PROBLEMA SCRITTO 1: Riporta senza alcuna modifica le righe delle voci, partendo dall'inizio delle voci e terminando con la riga che contiene "[[[218,39],[228,4],[1,1],[1,56],[89,73]]]", inclusa.

BRANO FORNITO:
┌──

Se è stata pronunciata con sentenza passata in giudicato la separazione giudiziale fra i coniugi, oppure è stata omologata la separazione consensuale o si ha separazione di fatto quando la stessa è iniziata almeno due anni prima dell’entrata in vigore della legge del 1970.
Se il procedimento penale intrapreso contro uno dei coniugi per i delitti gravi previsti dalla legge si sia concluso con sentenza di non doversi procedere per estinzione del reato, quando il giudice competente a pronunciarsi sul divorzio ritiene che nei fatti commessi sussistano gli elementi costitutivi e le condizioni di punibilità dei delitti stessi.
Quando un coniuge, cittadino straniero, ha ottenuto all’estero l’annullamento o lo scioglimento del matrimonio o ha contratto all’estero un altro matrimonio.
Se il matrimonio non è stato consumato.

└──

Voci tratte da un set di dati
┌──

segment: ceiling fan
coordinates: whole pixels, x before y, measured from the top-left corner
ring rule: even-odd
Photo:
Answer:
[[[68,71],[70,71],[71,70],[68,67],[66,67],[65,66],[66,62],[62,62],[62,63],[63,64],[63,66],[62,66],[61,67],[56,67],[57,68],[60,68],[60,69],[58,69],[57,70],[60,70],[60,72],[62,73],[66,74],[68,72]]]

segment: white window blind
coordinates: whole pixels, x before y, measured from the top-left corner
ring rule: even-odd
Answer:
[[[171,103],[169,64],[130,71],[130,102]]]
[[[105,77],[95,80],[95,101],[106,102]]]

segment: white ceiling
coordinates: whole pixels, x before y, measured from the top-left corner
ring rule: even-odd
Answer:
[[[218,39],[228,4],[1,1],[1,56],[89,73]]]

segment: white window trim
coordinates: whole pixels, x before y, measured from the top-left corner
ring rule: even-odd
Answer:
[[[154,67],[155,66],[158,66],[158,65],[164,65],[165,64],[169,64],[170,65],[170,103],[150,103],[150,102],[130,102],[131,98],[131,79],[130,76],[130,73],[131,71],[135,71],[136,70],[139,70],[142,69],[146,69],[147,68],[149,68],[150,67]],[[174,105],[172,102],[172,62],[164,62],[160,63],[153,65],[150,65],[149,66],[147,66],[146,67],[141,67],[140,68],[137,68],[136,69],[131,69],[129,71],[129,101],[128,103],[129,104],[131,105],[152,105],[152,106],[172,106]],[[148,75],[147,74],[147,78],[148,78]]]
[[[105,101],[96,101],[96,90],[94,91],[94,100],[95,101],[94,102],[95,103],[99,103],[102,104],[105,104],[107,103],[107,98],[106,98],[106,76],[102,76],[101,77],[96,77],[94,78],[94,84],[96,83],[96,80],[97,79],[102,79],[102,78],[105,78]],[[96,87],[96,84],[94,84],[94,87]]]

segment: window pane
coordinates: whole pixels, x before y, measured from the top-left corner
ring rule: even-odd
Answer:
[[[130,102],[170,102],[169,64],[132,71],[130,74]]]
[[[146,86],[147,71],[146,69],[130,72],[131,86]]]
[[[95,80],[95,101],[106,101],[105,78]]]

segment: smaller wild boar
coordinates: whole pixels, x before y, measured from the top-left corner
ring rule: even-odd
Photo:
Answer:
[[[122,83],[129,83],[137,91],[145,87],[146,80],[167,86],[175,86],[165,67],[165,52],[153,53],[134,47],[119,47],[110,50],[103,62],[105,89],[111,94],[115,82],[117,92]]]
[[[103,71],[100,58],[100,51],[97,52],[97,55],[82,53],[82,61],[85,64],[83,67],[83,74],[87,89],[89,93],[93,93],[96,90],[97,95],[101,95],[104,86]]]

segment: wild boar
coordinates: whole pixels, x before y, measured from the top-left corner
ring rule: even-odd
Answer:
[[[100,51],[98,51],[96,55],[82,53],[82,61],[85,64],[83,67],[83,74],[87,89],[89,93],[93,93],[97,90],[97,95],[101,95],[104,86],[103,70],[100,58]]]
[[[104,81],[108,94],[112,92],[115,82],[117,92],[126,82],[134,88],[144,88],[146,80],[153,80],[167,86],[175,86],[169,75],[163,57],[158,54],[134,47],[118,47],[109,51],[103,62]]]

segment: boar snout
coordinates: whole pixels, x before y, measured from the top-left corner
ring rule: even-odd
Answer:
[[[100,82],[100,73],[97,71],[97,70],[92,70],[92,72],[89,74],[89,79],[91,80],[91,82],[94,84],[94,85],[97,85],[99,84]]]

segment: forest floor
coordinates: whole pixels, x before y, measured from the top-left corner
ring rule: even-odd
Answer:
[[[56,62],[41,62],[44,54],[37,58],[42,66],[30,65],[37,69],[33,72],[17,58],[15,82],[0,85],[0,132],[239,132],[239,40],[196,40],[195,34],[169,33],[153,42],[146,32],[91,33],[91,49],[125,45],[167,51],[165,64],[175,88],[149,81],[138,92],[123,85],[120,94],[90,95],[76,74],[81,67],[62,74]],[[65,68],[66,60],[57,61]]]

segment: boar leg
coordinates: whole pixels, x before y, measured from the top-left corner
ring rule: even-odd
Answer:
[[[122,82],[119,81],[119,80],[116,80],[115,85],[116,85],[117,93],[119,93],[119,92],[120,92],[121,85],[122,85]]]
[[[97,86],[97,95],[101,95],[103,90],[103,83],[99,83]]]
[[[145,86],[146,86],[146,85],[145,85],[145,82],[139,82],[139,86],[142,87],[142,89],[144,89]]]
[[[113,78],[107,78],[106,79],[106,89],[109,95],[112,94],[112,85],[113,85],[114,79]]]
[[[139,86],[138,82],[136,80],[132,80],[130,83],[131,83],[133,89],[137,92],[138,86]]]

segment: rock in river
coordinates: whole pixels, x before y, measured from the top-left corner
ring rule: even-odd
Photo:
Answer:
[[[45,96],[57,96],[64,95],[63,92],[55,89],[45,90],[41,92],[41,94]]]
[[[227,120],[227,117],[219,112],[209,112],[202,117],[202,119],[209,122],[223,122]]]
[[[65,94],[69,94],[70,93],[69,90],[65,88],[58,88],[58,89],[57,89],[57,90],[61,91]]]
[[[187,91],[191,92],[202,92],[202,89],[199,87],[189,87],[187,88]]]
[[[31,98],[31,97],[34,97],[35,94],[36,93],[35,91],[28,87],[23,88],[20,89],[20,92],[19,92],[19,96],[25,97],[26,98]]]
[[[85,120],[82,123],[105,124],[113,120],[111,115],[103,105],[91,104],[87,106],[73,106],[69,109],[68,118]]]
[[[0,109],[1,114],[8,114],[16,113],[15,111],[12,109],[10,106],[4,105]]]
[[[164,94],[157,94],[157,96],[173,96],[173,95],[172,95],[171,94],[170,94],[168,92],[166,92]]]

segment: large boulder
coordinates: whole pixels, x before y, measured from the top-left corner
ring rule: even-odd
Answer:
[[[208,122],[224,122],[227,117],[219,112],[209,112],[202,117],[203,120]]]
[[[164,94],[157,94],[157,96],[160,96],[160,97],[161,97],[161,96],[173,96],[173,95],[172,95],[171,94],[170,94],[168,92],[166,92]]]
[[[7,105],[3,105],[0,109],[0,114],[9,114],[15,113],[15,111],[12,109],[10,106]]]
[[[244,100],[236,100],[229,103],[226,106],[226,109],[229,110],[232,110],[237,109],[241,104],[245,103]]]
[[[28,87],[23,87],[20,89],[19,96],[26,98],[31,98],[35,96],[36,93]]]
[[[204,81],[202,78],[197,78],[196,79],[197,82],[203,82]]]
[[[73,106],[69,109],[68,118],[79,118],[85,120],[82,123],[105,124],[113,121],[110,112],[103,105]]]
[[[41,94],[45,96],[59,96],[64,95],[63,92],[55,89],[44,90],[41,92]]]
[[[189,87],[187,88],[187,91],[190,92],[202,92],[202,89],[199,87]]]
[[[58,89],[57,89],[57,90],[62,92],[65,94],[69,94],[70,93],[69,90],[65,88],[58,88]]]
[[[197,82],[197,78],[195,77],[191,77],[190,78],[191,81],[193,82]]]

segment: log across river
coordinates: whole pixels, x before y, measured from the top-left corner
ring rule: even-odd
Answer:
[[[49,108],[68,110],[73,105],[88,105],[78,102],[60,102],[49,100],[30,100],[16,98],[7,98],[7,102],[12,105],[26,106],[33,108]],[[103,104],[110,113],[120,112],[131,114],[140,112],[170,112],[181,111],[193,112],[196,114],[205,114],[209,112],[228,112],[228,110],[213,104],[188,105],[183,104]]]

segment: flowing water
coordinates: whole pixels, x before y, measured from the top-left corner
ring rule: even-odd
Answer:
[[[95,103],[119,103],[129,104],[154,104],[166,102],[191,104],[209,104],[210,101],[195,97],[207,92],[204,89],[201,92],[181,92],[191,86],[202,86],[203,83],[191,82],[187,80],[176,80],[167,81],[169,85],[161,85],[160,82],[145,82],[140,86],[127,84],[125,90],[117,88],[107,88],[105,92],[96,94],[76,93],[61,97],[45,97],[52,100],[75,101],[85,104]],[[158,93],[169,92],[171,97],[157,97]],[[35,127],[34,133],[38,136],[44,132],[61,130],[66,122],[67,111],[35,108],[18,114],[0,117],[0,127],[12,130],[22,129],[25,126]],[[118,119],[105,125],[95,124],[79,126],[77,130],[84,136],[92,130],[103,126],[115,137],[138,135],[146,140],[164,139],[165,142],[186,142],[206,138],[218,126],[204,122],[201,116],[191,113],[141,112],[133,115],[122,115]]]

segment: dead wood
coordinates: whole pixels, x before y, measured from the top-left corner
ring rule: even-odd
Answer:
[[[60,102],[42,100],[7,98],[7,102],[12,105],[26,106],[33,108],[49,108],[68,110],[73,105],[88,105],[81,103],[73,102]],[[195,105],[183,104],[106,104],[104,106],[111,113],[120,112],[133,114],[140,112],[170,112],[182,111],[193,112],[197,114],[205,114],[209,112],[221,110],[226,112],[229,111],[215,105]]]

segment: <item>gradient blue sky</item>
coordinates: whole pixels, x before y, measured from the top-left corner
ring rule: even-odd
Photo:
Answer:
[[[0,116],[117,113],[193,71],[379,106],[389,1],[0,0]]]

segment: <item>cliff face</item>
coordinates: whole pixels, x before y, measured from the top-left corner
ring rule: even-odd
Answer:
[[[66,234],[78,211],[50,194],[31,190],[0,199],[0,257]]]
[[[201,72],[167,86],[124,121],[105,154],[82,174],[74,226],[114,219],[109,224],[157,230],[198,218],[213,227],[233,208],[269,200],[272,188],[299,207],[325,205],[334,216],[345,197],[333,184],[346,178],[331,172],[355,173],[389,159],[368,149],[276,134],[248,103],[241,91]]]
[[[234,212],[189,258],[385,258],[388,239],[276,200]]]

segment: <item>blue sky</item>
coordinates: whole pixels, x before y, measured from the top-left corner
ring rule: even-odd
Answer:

└──

PROBLEMA SCRITTO 2: Trascrivi alla lettera il brano sui casi di divorzio, cominciando da "Se il procedimento" e terminando con "dei delitti stessi.", entrambi compresi.

SOLUZIONE SVOLTA 1:
segment: ceiling fan
coordinates: whole pixels, x before y, measured from the top-left corner
ring rule: even-odd
Photo:
Answer:
[[[68,71],[70,71],[71,70],[68,67],[66,67],[65,66],[66,62],[62,62],[62,63],[63,64],[63,66],[62,66],[61,67],[56,67],[57,68],[60,68],[60,69],[58,69],[57,70],[60,70],[60,72],[62,73],[66,74],[68,72]]]

segment: white window blind
coordinates: whole pixels, x before y, measured from the top-left corner
ring rule: even-odd
Answer:
[[[171,103],[169,64],[130,71],[130,102]]]
[[[105,77],[95,80],[95,101],[106,102]]]

segment: white ceiling
coordinates: whole pixels, x before y, measured from the top-left corner
ring rule: even-odd
Answer:
[[[218,39],[228,4],[1,1],[1,56],[89,73]]]

SOLUZIONE SVOLTA 2:
Se il procedimento penale intrapreso contro uno dei coniugi per i delitti gravi previsti dalla legge si sia concluso con sentenza di non doversi procedere per estinzione del reato, quando il giudice competente a pronunciarsi sul divorzio ritiene che nei fatti commessi sussistano gli elementi costitutivi e le condizioni di punibilità dei delitti stessi.